» **TAREAS PROPUESTAS**:
A - Indica si cada afirmación concuerda con la entrevista que aparece más abajo. Responde sí o no y cita las palabras de la entrevista que lo deciden: (i) El hartazgo se presenta hoy como una virtud. (ii) El humor se atribuye a la madre. (iii) Las drogas dieron pie a un libro titulado Cocaína.
B - Transcribe sin cambios el pasaje de la entrevista que va desde "Las drogas le" hasta "en mejor escritor?".

» **TEXTO PROPUESTO**:
==*==

Se define como hartista: hace arte con el hartazgo.
Supongo que aprendí a ir a los extremos. Yo quiero más, de todo.
¿Le viene de la pobreza?
Seguramente. Pero aunque sigo lidiando con esa necesidad del hartazgo, ya no lo veo como una virtud, sino como uno de mis defectos. Es una de las múltiples encarnaciones de la soberbia.
Hay mucho humor en lo que escribe.
Creo que viene de mi mamá, en el fondo sabes que todo es un poco ridículo, dramático pero chistoso. Poderte burlar de ti mismo es importante. Hay una sensibilidad que reacciona peor o mejor al ridículo. En parte viene dada por la cultura y en parte por el temperamento. Todos hemos estado haciendo el amor en una posición ridícula, ¿no? Casi todo puede ser ridículo. Piénsalo: tú y yo no nos conocemos y estamos hablando como si nos conociéramos desde hace 30 años.
Las drogas le dieron para un libro, Cocaína. “Tu novia te quiere, pero las montañitas blancas te quieren más”.
Son un sustituto de muchas cosas: una pareja o haber crecido sin padre. Todos somos yonquis de algo.
¿Sintió la tentación de pensar que cualquier derrumbe le iba a convertir en mejor escritor?

==*==

» **DATOS PROPORCIONADOS**:
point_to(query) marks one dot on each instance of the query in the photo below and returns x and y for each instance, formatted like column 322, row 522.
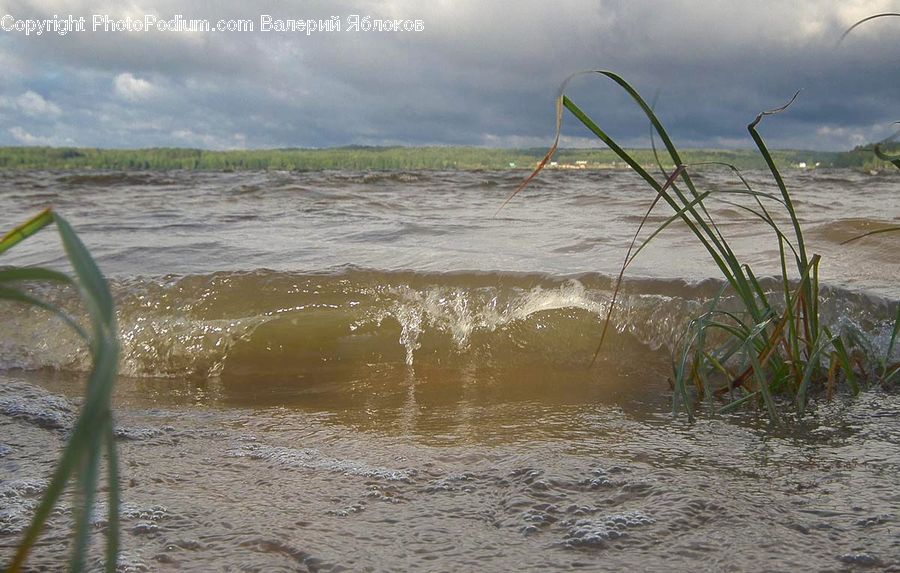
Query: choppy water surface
column 371, row 371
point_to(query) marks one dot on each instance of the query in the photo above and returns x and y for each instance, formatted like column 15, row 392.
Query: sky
column 478, row 72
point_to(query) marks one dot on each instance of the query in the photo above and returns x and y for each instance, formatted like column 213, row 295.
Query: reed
column 774, row 343
column 92, row 436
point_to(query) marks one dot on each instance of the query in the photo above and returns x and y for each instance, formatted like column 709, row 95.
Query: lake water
column 344, row 371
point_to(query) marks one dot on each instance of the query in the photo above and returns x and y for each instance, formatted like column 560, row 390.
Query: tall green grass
column 92, row 437
column 773, row 344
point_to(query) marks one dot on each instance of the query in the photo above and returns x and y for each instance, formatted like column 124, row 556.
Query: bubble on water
column 33, row 406
column 592, row 532
column 18, row 499
column 314, row 460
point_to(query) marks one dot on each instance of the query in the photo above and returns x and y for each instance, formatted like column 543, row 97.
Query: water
column 373, row 371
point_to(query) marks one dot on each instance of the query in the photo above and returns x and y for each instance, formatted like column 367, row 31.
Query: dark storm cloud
column 481, row 73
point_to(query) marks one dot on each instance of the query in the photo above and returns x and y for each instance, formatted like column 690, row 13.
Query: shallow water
column 352, row 371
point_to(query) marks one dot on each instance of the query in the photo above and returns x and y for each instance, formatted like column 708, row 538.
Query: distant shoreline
column 397, row 158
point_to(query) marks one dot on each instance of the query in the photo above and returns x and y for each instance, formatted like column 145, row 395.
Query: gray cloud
column 481, row 73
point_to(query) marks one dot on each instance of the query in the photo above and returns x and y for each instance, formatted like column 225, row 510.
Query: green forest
column 398, row 158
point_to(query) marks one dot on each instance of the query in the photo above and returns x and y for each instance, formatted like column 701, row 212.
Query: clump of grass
column 92, row 436
column 775, row 343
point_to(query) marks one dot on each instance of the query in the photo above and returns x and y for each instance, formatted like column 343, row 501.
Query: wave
column 271, row 323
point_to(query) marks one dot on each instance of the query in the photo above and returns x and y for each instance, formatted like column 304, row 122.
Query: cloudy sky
column 481, row 72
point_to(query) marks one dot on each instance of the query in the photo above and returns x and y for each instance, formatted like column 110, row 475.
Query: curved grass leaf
column 92, row 435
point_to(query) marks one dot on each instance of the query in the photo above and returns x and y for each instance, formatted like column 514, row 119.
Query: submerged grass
column 774, row 344
column 92, row 436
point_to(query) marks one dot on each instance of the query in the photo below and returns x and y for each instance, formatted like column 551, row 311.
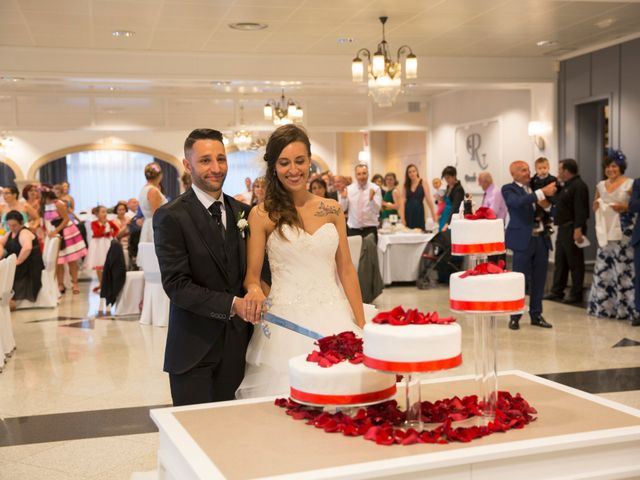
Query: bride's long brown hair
column 278, row 202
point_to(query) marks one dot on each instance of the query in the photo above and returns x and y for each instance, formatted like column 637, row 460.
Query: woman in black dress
column 21, row 241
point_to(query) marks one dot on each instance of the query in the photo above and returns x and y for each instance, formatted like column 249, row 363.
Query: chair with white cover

==*==

» **SOLUCIONES POR TAREA**:
A -
(i) No: "ya no lo veo como una virtud, sino como uno de mis defectos".
(ii) Sí: "Creo que viene de mi mamá".
(iii) Sí: "Las drogas le dieron para un libro, Cocaína".

B -
Las drogas le dieron para un libro, Cocaína. “Tu novia te quiere, pero las montañitas blancas te quieren más”.
Son un sustituto de muchas cosas: una pareja o haber crecido sin padre. Todos somos yonquis de algo.
¿Sintió la tentación de pensar que cualquier derrumbe le iba a convertir en mejor escritor?